**Task set**
1. Decide whether each statement below agrees with the fly-fishing excerpt. Give yes or no for each, followed by the deciding words quoted from the excerpt.
(a) The writer's collar bone came through the mountain biking mishap intact.
(b) The writer hopes to be back to fishing around October 1st.
(c) Back-country, hike-in fishing is described as best suited to beginning anglers.
2. Set down the fly-fishing excerpt word for word, from "I used my friend" up to and including "on the water!".
3. Resume the fly-fishing excerpt after its final sentence.

::: Excerpted passage

I used my friend and neighbor as a “test client” last week and he landed this really cool “mixed double” on one cast. I often fish a two-fly rig and occasionally a client will hook two trout at the same time. Landing them both is rare since the back fish tends to pull the hook out of the front fish but it does occasionally happen. I’ve never had someone land a trout and a Smallie on one cast though. It’s fun to be back on the water!
Maybe I should stick to fishing… My mountain bike and I had a disagreement with the Pisgah National Forest and I am happy to report that the forest is intact. Unfortunately, however, the same cannot be said for my collar bone. As a result, I am suspending guiding operations until fully recovered. I’m hoping to be back to fishing around October 1st. As for a return to mountain biking… that will likely depend on the outcome of some serious spousal negotiations. I hope you are all having a great summer. I’ll keep you posted!
Summer has officially started and at Unreel Fly Fishing that means it’s time to lace up those boots and head for the high country. I’ve switched over to back-country, hike-in style fishing for the summer. This is a great way to escape the summer crowds and the summer heat but it’s a style of fishing best suited to intermediate anglers who are ready and willing to put some miles under foot. It’s the only way to catch our beautiful native Brook trout (my favorite fish!)

::::::
::: Source information

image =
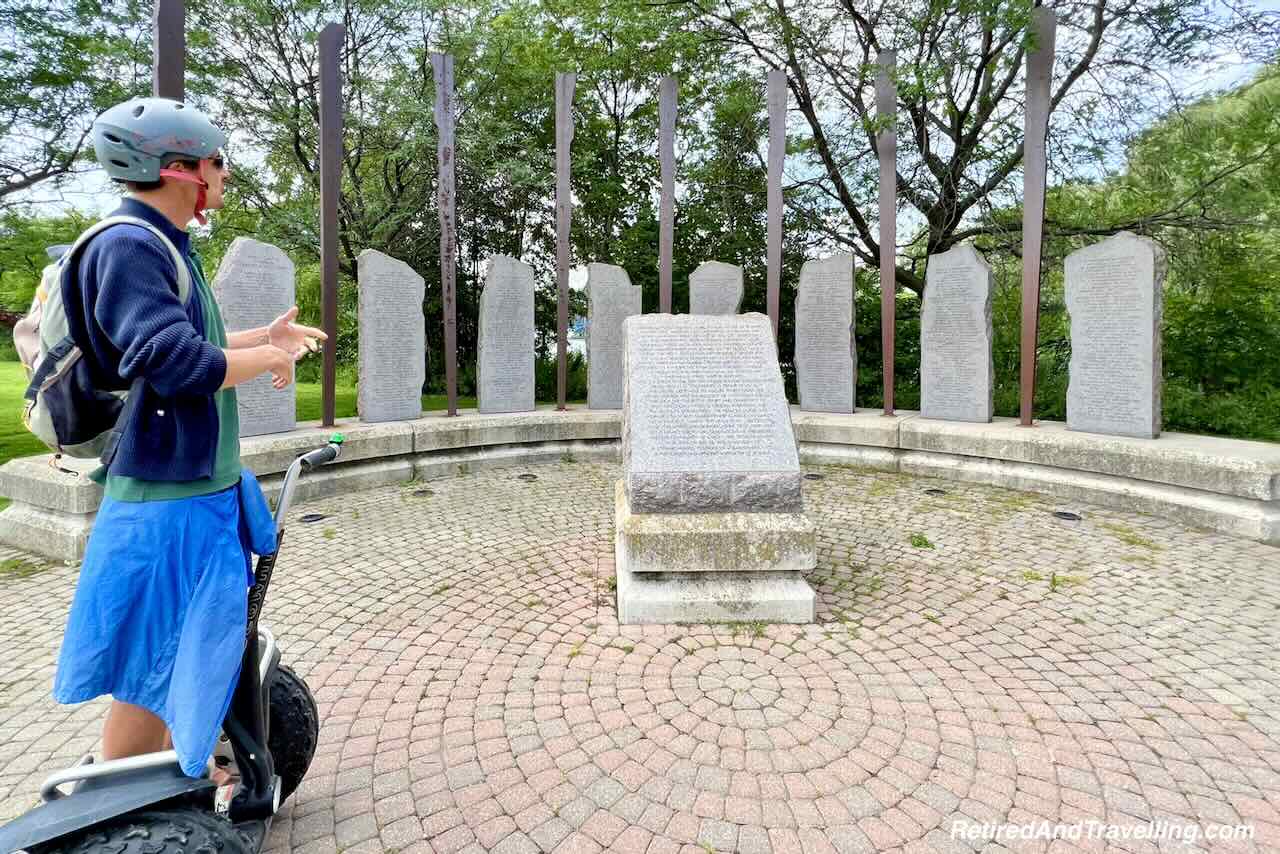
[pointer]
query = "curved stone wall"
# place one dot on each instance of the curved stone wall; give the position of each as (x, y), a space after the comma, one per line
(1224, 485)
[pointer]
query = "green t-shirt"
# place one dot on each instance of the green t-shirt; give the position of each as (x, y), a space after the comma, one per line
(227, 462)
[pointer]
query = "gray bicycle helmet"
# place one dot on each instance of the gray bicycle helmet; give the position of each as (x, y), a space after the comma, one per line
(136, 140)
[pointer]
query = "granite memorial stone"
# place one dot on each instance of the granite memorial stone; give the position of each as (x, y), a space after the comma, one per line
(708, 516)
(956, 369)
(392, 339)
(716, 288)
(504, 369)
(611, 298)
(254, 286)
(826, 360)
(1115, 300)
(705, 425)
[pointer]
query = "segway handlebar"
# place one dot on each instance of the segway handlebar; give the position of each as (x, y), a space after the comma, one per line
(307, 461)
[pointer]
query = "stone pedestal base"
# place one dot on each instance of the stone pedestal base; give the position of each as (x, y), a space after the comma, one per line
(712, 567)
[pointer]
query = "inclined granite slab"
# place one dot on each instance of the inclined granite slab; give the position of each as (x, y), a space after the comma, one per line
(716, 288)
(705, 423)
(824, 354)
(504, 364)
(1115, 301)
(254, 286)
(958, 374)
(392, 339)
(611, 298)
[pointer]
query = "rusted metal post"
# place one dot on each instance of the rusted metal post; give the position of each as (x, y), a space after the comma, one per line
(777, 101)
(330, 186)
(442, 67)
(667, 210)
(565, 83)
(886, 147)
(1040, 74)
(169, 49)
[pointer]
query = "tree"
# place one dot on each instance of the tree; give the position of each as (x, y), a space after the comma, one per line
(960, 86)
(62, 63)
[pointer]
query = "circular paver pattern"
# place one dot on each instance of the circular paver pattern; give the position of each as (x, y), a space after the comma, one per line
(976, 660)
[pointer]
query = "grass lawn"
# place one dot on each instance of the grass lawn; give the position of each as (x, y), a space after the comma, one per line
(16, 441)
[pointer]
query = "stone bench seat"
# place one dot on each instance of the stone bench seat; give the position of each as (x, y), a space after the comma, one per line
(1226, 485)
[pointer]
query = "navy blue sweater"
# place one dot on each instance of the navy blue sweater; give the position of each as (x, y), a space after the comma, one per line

::::::

**Exercise responses**
1.
(a) No: "Unfortunately, however, the same cannot be said for my collar bone."
(b) Yes: "I’m hoping to be back to fishing around October 1st."
(c) No: "it’s a style of fishing best suited to intermediate anglers who are ready and willing to put some miles under foot."

2.
I used my friend and neighbor as a “test client” last week and he landed this really cool “mixed double” on one cast. I often fish a two-fly rig and occasionally a client will hook two trout at the same time. Landing them both is rare since the back fish tends to pull the hook out of the front fish but it does occasionally happen. I’ve never had someone land a trout and a Smallie on one cast though. It’s fun to be back on the water!

3.
The water is clear and cool, the forest lush and green and the fish are small and beautiful.
If you’re up for some adventure, as this wonderful couple were, give me a call!
In the “Before Times”, pre-pandemic that is, I took the fine gentleman in this picture and his two sons out tenkara fishing. It was a fun (and fish) filled day I recounted in my March 10, 2019 post “Singing in the Rain.” Fast forward to yesterday when he was kind enough to fish with me again and this time brought his wonderful wife. I now understand where the boys got their fishing gene…from their mother! She caught this gorgeous Brown trout on her first time fishing with tenkara. It was just one of a number of fish that she brought to the net. This is a family full of fun and excellent anglers, but if they ever have a fishing competition…my money’s on Mom!
Here’s a great picture of a delightful and excellent young angler I had the pleasure of fishing with this week. He’s rightly proud of this beautiful Brook trout he caught on tenkara. But maybe the proudest person in the photo is his grandfather, who saw his grandson’s patience, focus and determination all pay off with such a beautiful fish. Tenkara fishing contains lessons of value for all of us. Technique matters more than technology. Simplicity has a virtue all its own. But after years of guiding, the most important thing I’ve learned is that the people who love fishing the most, love the people they fish with.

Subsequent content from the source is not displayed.